Material provided:

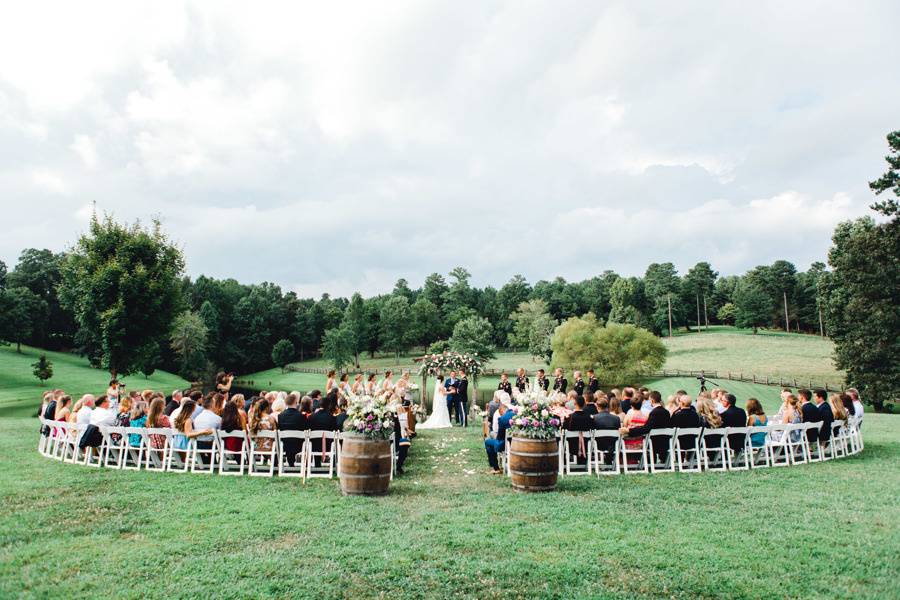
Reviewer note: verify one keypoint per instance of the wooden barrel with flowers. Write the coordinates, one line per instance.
(533, 464)
(365, 466)
(365, 462)
(534, 451)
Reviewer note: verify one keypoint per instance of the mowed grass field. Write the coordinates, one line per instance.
(447, 529)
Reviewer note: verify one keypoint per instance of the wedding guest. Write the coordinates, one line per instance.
(734, 416)
(578, 385)
(521, 380)
(259, 420)
(157, 419)
(825, 414)
(231, 421)
(560, 383)
(659, 418)
(137, 418)
(496, 443)
(174, 402)
(593, 383)
(542, 382)
(605, 419)
(756, 417)
(208, 420)
(579, 421)
(504, 385)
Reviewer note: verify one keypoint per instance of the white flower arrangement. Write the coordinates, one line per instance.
(371, 416)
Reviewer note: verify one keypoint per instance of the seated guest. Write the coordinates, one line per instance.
(659, 418)
(292, 419)
(579, 421)
(809, 414)
(733, 416)
(137, 418)
(496, 443)
(174, 402)
(207, 420)
(259, 420)
(157, 419)
(231, 421)
(604, 419)
(825, 415)
(756, 417)
(184, 426)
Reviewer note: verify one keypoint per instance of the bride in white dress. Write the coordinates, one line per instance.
(440, 416)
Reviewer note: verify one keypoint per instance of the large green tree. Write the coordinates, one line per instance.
(122, 284)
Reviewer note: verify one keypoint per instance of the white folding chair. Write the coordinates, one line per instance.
(662, 443)
(714, 450)
(301, 457)
(262, 460)
(203, 460)
(156, 459)
(642, 464)
(607, 462)
(322, 463)
(738, 453)
(688, 449)
(570, 462)
(760, 456)
(133, 456)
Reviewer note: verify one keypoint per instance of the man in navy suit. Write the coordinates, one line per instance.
(497, 442)
(450, 392)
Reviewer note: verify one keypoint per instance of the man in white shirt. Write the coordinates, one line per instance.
(207, 419)
(857, 406)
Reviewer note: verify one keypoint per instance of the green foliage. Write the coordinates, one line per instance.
(283, 353)
(473, 335)
(42, 368)
(753, 307)
(189, 341)
(862, 306)
(122, 285)
(618, 353)
(338, 346)
(889, 207)
(395, 324)
(727, 313)
(533, 328)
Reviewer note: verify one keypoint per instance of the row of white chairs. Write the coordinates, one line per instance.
(606, 452)
(263, 455)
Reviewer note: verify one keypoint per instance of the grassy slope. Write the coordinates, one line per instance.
(448, 529)
(19, 389)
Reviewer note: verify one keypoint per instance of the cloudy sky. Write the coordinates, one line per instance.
(340, 146)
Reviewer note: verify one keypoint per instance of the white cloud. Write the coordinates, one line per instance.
(340, 146)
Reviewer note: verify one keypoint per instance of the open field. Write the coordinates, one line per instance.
(449, 529)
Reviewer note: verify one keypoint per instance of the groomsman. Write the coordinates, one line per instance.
(542, 382)
(593, 384)
(561, 383)
(521, 380)
(505, 386)
(579, 383)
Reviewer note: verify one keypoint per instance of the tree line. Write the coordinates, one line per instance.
(120, 297)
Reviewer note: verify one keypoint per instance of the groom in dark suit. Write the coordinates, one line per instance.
(450, 392)
(462, 399)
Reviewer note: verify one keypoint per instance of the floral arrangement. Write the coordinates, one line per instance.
(534, 417)
(433, 364)
(372, 417)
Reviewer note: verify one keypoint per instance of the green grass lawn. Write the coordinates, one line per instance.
(19, 387)
(448, 529)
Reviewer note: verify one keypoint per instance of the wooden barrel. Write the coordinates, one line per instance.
(365, 466)
(534, 464)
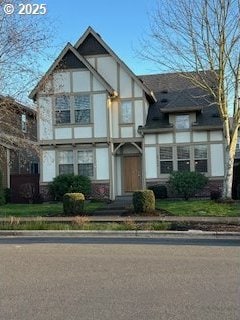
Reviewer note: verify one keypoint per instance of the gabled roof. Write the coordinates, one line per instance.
(106, 49)
(176, 93)
(8, 100)
(69, 48)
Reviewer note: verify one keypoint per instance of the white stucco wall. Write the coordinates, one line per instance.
(216, 136)
(81, 81)
(199, 136)
(115, 124)
(82, 132)
(182, 137)
(48, 165)
(138, 106)
(61, 82)
(151, 162)
(97, 86)
(138, 91)
(125, 84)
(102, 164)
(126, 132)
(45, 121)
(165, 138)
(63, 133)
(217, 160)
(150, 139)
(100, 115)
(107, 67)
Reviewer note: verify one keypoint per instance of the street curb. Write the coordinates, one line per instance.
(198, 234)
(221, 220)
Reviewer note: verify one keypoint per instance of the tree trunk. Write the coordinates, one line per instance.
(228, 177)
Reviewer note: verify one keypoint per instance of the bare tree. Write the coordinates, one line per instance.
(23, 42)
(202, 35)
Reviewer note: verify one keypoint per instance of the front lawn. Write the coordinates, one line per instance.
(199, 208)
(44, 209)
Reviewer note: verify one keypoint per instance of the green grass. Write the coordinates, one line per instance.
(114, 226)
(44, 209)
(199, 208)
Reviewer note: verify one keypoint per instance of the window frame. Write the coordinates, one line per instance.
(75, 160)
(177, 121)
(200, 158)
(24, 122)
(122, 121)
(72, 109)
(162, 160)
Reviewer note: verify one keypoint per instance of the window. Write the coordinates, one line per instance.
(183, 158)
(200, 158)
(82, 109)
(62, 109)
(166, 160)
(182, 122)
(24, 122)
(126, 112)
(66, 162)
(85, 163)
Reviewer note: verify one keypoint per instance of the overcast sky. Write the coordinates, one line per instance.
(121, 24)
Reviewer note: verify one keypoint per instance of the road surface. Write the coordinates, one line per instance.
(97, 279)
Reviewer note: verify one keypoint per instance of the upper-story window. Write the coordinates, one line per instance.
(62, 109)
(24, 122)
(82, 109)
(66, 162)
(73, 109)
(126, 112)
(182, 121)
(183, 158)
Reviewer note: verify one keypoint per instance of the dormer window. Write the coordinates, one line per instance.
(182, 121)
(126, 112)
(24, 122)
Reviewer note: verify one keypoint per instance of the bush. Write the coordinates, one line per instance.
(7, 195)
(73, 203)
(215, 194)
(159, 190)
(69, 183)
(2, 196)
(144, 201)
(187, 183)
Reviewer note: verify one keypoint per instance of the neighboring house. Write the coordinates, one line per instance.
(97, 118)
(18, 124)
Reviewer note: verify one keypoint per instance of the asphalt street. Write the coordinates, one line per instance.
(101, 279)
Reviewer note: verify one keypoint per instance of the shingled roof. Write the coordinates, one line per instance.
(175, 93)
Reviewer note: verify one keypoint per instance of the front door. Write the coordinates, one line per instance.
(132, 173)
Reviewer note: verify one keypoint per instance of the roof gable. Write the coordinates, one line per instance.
(90, 34)
(89, 45)
(72, 57)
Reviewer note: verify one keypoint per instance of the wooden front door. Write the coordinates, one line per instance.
(132, 173)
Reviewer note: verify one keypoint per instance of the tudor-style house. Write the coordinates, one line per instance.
(97, 118)
(18, 125)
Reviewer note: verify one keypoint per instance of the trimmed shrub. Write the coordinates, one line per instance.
(7, 195)
(2, 196)
(73, 203)
(69, 183)
(187, 183)
(215, 194)
(144, 201)
(159, 190)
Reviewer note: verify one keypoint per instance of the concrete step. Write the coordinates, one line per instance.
(124, 198)
(110, 212)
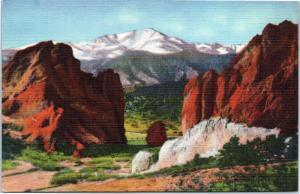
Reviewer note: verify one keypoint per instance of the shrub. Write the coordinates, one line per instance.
(9, 165)
(65, 176)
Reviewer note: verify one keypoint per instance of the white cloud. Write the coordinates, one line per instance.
(178, 27)
(239, 28)
(222, 19)
(129, 17)
(205, 32)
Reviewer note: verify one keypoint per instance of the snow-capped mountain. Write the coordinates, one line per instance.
(148, 56)
(149, 40)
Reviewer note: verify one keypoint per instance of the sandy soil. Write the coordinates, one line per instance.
(27, 181)
(21, 168)
(162, 183)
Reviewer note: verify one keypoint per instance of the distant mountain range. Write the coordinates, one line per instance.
(147, 56)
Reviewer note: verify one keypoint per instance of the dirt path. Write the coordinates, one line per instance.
(27, 181)
(162, 183)
(149, 184)
(21, 168)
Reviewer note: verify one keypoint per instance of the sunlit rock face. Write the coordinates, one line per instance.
(206, 139)
(259, 88)
(141, 161)
(46, 93)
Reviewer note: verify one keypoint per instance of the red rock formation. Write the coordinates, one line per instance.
(259, 88)
(156, 134)
(45, 91)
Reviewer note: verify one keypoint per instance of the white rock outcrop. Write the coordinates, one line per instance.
(206, 139)
(141, 161)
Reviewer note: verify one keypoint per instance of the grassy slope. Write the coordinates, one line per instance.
(148, 104)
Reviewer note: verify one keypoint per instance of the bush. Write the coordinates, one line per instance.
(9, 165)
(65, 176)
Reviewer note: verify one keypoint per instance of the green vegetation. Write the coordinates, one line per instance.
(144, 105)
(196, 164)
(9, 165)
(65, 176)
(94, 174)
(254, 152)
(113, 151)
(277, 178)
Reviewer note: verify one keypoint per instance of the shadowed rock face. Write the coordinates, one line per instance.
(156, 134)
(45, 92)
(259, 88)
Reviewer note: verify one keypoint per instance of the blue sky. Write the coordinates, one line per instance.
(28, 21)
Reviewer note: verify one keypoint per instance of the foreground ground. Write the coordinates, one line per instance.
(196, 180)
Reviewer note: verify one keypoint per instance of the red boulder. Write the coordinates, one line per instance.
(156, 134)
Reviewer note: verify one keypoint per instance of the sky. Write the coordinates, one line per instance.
(29, 21)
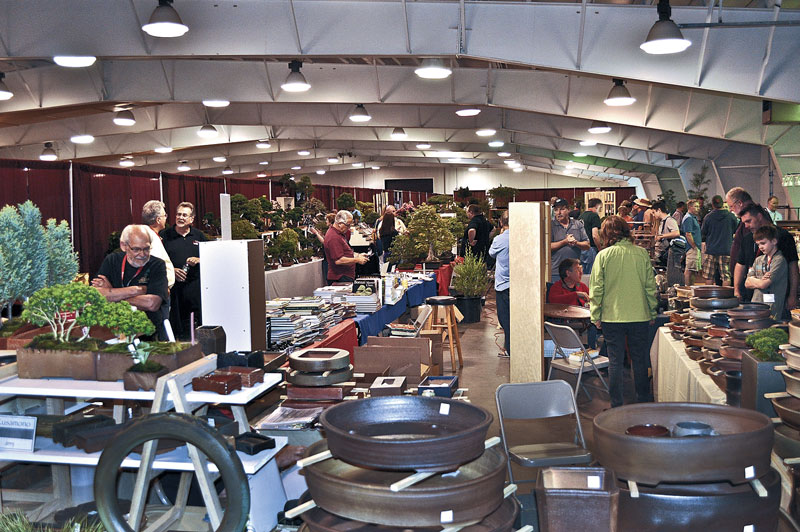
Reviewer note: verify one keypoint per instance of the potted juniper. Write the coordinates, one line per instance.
(470, 280)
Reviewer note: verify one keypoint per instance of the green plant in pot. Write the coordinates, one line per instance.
(470, 280)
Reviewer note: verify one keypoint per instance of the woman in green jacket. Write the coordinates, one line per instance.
(622, 300)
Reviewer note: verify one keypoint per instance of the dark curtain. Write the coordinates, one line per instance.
(102, 206)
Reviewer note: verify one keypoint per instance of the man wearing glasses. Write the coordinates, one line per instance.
(341, 259)
(135, 276)
(182, 244)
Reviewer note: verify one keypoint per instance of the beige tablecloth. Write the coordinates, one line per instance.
(676, 377)
(297, 280)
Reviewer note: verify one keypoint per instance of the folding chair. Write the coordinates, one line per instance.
(566, 338)
(540, 400)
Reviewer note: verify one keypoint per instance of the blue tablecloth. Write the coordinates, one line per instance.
(372, 324)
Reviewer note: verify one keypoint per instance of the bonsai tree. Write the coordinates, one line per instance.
(64, 306)
(346, 202)
(470, 278)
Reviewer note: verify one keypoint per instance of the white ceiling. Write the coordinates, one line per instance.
(538, 70)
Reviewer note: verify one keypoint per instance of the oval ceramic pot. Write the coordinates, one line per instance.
(745, 435)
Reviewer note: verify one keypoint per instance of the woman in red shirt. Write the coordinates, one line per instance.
(569, 290)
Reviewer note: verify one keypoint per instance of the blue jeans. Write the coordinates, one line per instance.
(503, 316)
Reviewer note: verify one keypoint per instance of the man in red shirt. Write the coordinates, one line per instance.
(341, 259)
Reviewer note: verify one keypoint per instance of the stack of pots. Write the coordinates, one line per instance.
(703, 470)
(380, 441)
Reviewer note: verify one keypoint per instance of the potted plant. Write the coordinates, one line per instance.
(470, 280)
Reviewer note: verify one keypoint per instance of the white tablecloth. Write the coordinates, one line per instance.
(676, 377)
(298, 280)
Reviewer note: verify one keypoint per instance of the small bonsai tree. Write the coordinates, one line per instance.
(64, 306)
(345, 202)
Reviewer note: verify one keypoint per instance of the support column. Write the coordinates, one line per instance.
(529, 267)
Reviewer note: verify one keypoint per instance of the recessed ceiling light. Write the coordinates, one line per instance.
(207, 131)
(433, 68)
(295, 81)
(216, 103)
(82, 139)
(399, 133)
(598, 127)
(360, 114)
(165, 21)
(469, 111)
(74, 61)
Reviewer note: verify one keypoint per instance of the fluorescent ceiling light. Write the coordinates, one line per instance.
(665, 36)
(469, 111)
(74, 61)
(599, 127)
(5, 92)
(216, 103)
(295, 81)
(360, 114)
(399, 133)
(207, 131)
(165, 21)
(48, 153)
(82, 139)
(619, 95)
(433, 68)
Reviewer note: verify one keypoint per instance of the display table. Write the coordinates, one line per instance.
(676, 377)
(298, 280)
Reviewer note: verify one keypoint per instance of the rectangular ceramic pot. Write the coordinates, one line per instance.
(42, 363)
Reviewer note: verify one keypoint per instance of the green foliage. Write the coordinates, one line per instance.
(345, 202)
(62, 261)
(64, 306)
(122, 319)
(470, 277)
(243, 230)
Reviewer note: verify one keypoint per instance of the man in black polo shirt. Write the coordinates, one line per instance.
(182, 244)
(135, 276)
(753, 217)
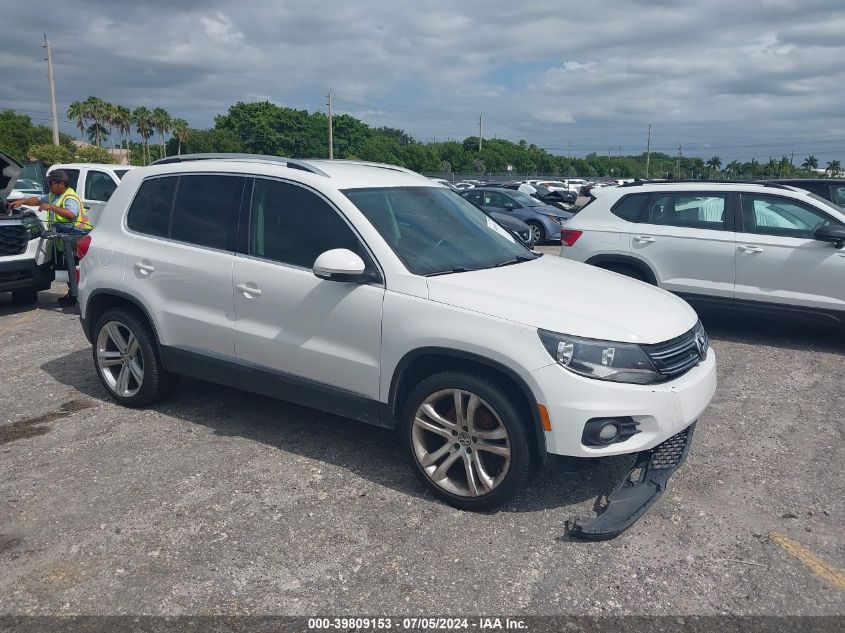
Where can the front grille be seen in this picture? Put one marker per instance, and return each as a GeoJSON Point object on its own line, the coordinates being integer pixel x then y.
{"type": "Point", "coordinates": [671, 452]}
{"type": "Point", "coordinates": [13, 240]}
{"type": "Point", "coordinates": [680, 354]}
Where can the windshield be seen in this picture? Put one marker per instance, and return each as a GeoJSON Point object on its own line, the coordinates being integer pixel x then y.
{"type": "Point", "coordinates": [525, 200]}
{"type": "Point", "coordinates": [434, 230]}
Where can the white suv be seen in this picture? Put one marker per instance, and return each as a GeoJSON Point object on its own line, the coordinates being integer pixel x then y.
{"type": "Point", "coordinates": [369, 291]}
{"type": "Point", "coordinates": [758, 248]}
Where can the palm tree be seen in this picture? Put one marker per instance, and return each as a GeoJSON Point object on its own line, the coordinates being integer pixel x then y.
{"type": "Point", "coordinates": [180, 131]}
{"type": "Point", "coordinates": [95, 110]}
{"type": "Point", "coordinates": [144, 123]}
{"type": "Point", "coordinates": [733, 167]}
{"type": "Point", "coordinates": [77, 112]}
{"type": "Point", "coordinates": [123, 121]}
{"type": "Point", "coordinates": [162, 122]}
{"type": "Point", "coordinates": [714, 164]}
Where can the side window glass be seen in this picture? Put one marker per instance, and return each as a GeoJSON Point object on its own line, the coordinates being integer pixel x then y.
{"type": "Point", "coordinates": [691, 210]}
{"type": "Point", "coordinates": [772, 215]}
{"type": "Point", "coordinates": [630, 207]}
{"type": "Point", "coordinates": [292, 225]}
{"type": "Point", "coordinates": [72, 178]}
{"type": "Point", "coordinates": [206, 210]}
{"type": "Point", "coordinates": [150, 210]}
{"type": "Point", "coordinates": [99, 186]}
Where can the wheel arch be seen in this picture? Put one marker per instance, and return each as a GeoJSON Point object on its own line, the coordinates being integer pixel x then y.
{"type": "Point", "coordinates": [426, 361]}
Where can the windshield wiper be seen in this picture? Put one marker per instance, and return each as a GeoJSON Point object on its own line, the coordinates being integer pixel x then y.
{"type": "Point", "coordinates": [516, 260]}
{"type": "Point", "coordinates": [458, 269]}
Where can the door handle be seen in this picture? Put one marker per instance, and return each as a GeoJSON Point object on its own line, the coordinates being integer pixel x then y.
{"type": "Point", "coordinates": [248, 290]}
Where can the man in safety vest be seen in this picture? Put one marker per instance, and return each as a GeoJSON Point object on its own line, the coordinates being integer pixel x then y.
{"type": "Point", "coordinates": [65, 212]}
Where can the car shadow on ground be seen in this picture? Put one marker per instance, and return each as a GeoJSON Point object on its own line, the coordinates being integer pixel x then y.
{"type": "Point", "coordinates": [785, 335]}
{"type": "Point", "coordinates": [371, 452]}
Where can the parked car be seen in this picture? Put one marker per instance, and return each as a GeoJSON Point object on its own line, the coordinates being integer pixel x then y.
{"type": "Point", "coordinates": [95, 183]}
{"type": "Point", "coordinates": [544, 219]}
{"type": "Point", "coordinates": [760, 248]}
{"type": "Point", "coordinates": [332, 285]}
{"type": "Point", "coordinates": [26, 259]}
{"type": "Point", "coordinates": [832, 189]}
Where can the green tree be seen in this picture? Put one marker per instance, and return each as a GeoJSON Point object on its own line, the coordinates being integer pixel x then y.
{"type": "Point", "coordinates": [180, 133]}
{"type": "Point", "coordinates": [162, 123]}
{"type": "Point", "coordinates": [144, 127]}
{"type": "Point", "coordinates": [50, 154]}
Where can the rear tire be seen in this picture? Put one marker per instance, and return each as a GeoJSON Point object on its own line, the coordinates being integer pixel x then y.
{"type": "Point", "coordinates": [475, 459]}
{"type": "Point", "coordinates": [127, 360]}
{"type": "Point", "coordinates": [24, 297]}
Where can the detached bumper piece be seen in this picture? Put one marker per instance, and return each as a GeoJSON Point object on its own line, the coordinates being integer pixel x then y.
{"type": "Point", "coordinates": [639, 490]}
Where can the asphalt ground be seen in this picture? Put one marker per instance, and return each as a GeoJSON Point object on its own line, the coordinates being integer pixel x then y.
{"type": "Point", "coordinates": [222, 502]}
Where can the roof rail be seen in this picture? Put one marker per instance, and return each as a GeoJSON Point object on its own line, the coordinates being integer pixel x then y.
{"type": "Point", "coordinates": [763, 183]}
{"type": "Point", "coordinates": [252, 158]}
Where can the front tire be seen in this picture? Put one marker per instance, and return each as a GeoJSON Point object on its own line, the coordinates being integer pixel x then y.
{"type": "Point", "coordinates": [466, 439]}
{"type": "Point", "coordinates": [127, 360]}
{"type": "Point", "coordinates": [538, 233]}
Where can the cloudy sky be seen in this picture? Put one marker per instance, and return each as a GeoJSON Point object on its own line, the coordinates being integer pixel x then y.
{"type": "Point", "coordinates": [733, 78]}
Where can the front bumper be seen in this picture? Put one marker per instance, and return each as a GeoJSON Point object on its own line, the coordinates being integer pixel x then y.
{"type": "Point", "coordinates": [661, 410]}
{"type": "Point", "coordinates": [641, 487]}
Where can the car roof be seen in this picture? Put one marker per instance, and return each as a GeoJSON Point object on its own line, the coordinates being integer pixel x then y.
{"type": "Point", "coordinates": [339, 174]}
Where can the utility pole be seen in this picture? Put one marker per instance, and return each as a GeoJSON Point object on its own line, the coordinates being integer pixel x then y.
{"type": "Point", "coordinates": [331, 141]}
{"type": "Point", "coordinates": [480, 119]}
{"type": "Point", "coordinates": [52, 91]}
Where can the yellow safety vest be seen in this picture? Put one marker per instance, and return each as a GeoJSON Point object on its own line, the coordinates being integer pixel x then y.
{"type": "Point", "coordinates": [81, 221]}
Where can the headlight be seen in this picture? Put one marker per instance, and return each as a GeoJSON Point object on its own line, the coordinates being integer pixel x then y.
{"type": "Point", "coordinates": [604, 360]}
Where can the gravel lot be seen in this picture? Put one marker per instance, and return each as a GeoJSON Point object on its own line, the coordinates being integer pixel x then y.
{"type": "Point", "coordinates": [221, 502]}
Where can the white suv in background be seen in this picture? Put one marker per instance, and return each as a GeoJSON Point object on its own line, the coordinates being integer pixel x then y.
{"type": "Point", "coordinates": [370, 292]}
{"type": "Point", "coordinates": [758, 248]}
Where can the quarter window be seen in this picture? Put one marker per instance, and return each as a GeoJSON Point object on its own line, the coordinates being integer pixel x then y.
{"type": "Point", "coordinates": [693, 210]}
{"type": "Point", "coordinates": [99, 186]}
{"type": "Point", "coordinates": [206, 210]}
{"type": "Point", "coordinates": [773, 215]}
{"type": "Point", "coordinates": [290, 224]}
{"type": "Point", "coordinates": [151, 208]}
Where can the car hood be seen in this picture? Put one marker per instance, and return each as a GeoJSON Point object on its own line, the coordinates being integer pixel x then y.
{"type": "Point", "coordinates": [568, 297]}
{"type": "Point", "coordinates": [548, 209]}
{"type": "Point", "coordinates": [509, 222]}
{"type": "Point", "coordinates": [10, 169]}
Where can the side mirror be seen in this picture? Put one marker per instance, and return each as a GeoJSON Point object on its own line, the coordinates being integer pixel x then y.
{"type": "Point", "coordinates": [832, 233]}
{"type": "Point", "coordinates": [340, 264]}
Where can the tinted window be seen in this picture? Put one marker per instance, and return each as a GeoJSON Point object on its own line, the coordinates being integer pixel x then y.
{"type": "Point", "coordinates": [99, 185]}
{"type": "Point", "coordinates": [701, 211]}
{"type": "Point", "coordinates": [206, 210]}
{"type": "Point", "coordinates": [150, 210]}
{"type": "Point", "coordinates": [72, 178]}
{"type": "Point", "coordinates": [630, 207]}
{"type": "Point", "coordinates": [772, 215]}
{"type": "Point", "coordinates": [293, 225]}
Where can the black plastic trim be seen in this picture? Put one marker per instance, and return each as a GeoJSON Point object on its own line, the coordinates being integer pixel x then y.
{"type": "Point", "coordinates": [408, 358]}
{"type": "Point", "coordinates": [270, 382]}
{"type": "Point", "coordinates": [625, 260]}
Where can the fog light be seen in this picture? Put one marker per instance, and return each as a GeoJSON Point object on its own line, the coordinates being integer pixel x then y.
{"type": "Point", "coordinates": [604, 431]}
{"type": "Point", "coordinates": [608, 432]}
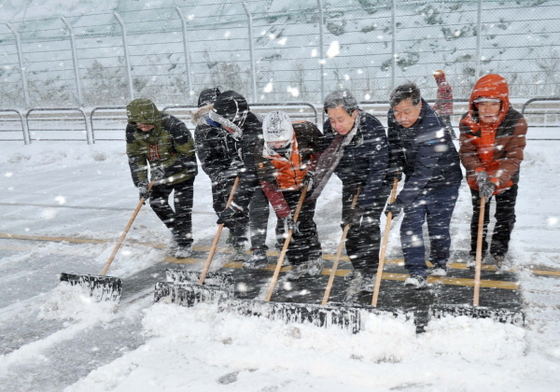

Goal: Report how many lines of the records contain the word "bonsai", giving only the number.

The answer: 2